> Assignment
Every line below should be duplicated exactly.

---------------

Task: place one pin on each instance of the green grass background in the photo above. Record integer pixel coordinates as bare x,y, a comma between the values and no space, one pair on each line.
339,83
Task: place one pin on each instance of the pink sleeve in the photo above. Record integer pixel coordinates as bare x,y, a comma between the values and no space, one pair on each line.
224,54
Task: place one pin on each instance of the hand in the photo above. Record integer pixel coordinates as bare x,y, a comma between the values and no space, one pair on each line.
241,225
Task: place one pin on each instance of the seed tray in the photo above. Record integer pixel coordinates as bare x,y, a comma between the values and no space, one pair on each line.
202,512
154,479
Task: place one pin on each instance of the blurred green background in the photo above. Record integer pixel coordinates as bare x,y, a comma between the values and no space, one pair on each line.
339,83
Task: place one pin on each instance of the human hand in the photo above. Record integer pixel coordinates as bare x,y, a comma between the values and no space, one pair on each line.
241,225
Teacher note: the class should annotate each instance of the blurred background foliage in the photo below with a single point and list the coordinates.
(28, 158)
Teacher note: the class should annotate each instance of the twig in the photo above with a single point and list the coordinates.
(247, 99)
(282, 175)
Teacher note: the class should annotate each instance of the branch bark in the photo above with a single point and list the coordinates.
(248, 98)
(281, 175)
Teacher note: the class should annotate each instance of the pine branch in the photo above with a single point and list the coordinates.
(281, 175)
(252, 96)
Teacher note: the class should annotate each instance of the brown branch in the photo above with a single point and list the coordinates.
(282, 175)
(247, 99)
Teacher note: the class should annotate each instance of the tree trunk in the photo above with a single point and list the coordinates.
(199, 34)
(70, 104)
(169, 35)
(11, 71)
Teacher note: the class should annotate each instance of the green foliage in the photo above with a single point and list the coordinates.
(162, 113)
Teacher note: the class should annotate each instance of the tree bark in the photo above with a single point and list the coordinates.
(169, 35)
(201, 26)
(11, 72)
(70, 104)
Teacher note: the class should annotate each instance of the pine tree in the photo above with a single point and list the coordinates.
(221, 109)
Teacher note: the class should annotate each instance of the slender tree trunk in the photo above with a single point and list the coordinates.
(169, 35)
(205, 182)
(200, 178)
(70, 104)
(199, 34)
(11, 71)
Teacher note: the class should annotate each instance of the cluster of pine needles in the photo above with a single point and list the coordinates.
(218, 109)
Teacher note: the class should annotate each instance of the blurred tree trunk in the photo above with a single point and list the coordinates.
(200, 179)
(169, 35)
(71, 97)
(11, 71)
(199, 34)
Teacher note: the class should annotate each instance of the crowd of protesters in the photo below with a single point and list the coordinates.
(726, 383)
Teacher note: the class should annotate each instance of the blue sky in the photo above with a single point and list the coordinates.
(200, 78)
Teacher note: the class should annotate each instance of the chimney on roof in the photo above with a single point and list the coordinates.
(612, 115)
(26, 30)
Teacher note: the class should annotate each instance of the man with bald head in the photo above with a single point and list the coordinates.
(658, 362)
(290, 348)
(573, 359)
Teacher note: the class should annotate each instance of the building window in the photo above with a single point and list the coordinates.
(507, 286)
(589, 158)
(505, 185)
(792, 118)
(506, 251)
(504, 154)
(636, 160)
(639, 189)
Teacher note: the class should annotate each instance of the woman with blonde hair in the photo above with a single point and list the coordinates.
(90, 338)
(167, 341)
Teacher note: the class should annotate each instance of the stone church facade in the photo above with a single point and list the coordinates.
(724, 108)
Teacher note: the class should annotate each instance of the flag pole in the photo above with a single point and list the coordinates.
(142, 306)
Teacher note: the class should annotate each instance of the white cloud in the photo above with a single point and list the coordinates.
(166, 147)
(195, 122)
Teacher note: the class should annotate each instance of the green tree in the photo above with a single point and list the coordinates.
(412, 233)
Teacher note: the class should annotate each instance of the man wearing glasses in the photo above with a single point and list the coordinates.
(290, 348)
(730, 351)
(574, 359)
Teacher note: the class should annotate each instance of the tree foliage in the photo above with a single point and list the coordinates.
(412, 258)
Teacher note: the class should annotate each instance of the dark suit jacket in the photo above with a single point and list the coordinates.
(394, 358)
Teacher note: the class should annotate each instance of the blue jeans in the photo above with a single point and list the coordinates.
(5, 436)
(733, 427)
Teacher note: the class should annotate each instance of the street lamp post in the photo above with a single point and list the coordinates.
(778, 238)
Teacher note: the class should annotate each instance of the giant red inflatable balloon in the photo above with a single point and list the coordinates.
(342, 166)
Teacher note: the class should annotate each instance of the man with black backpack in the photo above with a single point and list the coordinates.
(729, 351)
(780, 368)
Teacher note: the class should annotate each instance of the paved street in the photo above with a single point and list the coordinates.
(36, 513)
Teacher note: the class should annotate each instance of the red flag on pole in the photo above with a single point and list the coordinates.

---------------

> Solution to the problem
Task: place one pin on each instance of the green grass background in the photo above. Record integer pixel coordinates as bare x,y, a comma between the values and no space, one pair on each line.
339,83
Task: place one pin on each instance of the pink sleeve in the photo above. Record integer pixel coordinates as bare x,y, a comma between the values and no space, one pair on each line.
224,54
Task: place one pin on each instance of the hand in the photo above. Record integer pixel coordinates as bare x,y, a comma between the values and no space, one pair on each line.
241,225
Task: place one pin on each instance of the seed tray in the photo above. Record integer pixel coordinates as bare x,y, a comma between the values and no space, one pair on each line.
202,512
154,479
Task: place one pin on each instance of the blurred green background in the photo above. Record integer pixel coordinates as bare x,y, a comma between the values and no space, one pair on each line.
339,83
Task: place one pin on each instance of the human hand in the photo above. Record integer pixel coordinates as bare x,y, a comma between the values and no space, one pair on each line.
241,225
Teacher note: the class should annotate each instance of the blurred background foliage in the photo below with a single point and list the coordinates.
(28, 158)
Teacher note: the class should annotate each instance of the twig in the photo above with a single point and list the coordinates.
(247, 99)
(282, 175)
Teacher note: the class should annotate each instance of the branch bark in the photo above with a single point and list the coordinates.
(248, 98)
(281, 175)
Teacher note: the class should annotate each instance of the pine branch in the photo above with a single point and list the coordinates.
(281, 175)
(252, 96)
Teacher note: the class should annotate each instance of the brown branch in the photo above with a single point and list the coordinates.
(282, 175)
(247, 99)
Teacher note: the class should annotate each instance of the tree trunk in the photo above with a single point and list the coordinates.
(199, 34)
(70, 104)
(169, 35)
(11, 71)
Teacher note: the class should annotate each instance of the green foliage in the photo above with a single point and list the coordinates.
(162, 113)
Teacher note: the class should annotate each instance of the tree bark in the photo above with a single point and list the coordinates.
(169, 35)
(201, 26)
(11, 72)
(70, 104)
Teacher note: the class should annotate each instance of the pine tree in the photo above with a single point and list the coordinates.
(221, 109)
Teacher note: the class should annotate each instance of the slender tree trunk in the photo above with a single point and list the coordinates.
(169, 35)
(205, 182)
(200, 178)
(70, 104)
(199, 34)
(11, 71)
Teacher note: the class should annotate each instance of the cluster of pine needles in the photo above with a single point and list the coordinates.
(218, 109)
Teacher note: the class should annotate each instance of the blurred tree trunk in the photo above with a single point and list the coordinates.
(200, 179)
(169, 35)
(71, 97)
(11, 71)
(199, 34)
Teacher note: the class should annotate each instance of the crowd of protesters in the photo below with a single point and list the coordinates.
(726, 383)
Teacher note: the class should annotate each instance of the blue sky in the photo above with a single point and list the coordinates.
(200, 78)
Teacher note: the class should annotate each instance of the chimney on roof in the photo above with a single point and list the coordinates.
(612, 115)
(26, 30)
Teacher note: the class should annotate each instance of the man with bald head in the photo above with a single point and list the coordinates.
(658, 362)
(290, 348)
(573, 359)
Teacher note: the class should annotate each instance of the building window in the photo above with a single point and list the coordinates.
(507, 286)
(589, 158)
(505, 185)
(792, 118)
(506, 251)
(504, 154)
(636, 160)
(639, 189)
Teacher note: the class should annotate each instance of the woman with blonde hair in the photo above with a single point and list the coordinates.
(90, 338)
(167, 341)
Teacher note: the class should annotate each instance of the stone church facade in the photo above with a single point and list the coordinates.
(724, 108)
Teacher note: the class should annotate each instance of the flag pole in the photo above with a single point and list the coordinates.
(142, 306)
Teacher note: the class should annotate each instance of the white cloud in the photo above with a single point and list the coordinates.
(166, 147)
(195, 122)
Teacher note: the class should annotate each instance of the green tree in the photo above with a single point and list the coordinates.
(412, 233)
Teacher note: the class should annotate each instance of the man wearing glasses in the photo above with a single point and list the coordinates.
(290, 348)
(730, 351)
(574, 359)
Teacher note: the class should annotate each instance of the tree foliage in the photo above with a single point and list the coordinates.
(412, 258)
Teacher note: the class should annotate each instance of the dark suit jacket in the photo above with a single point and list the coordinates.
(394, 358)
Teacher note: the class should annotate each instance of the blue jeans in the photo above with a single point and list the coordinates.
(5, 436)
(733, 427)
Teacher note: the class should annotate each instance of the street lamp post in the photo above with a single point and list the coordinates.
(778, 238)
Teacher note: the class should annotate each instance of the giant red inflatable balloon in the photo above with a single point and list the coordinates.
(342, 166)
Teacher note: the class should annotate each instance of the man with black backpack in the photo above with a single point and list the coordinates.
(729, 351)
(780, 368)
Teacher note: the class should annotate each instance of the paved street in the photo above with a single point and list the coordinates.
(36, 513)
Teacher note: the class should annotate each instance of the red flag on pole in the photo above with a single point and list the coordinates.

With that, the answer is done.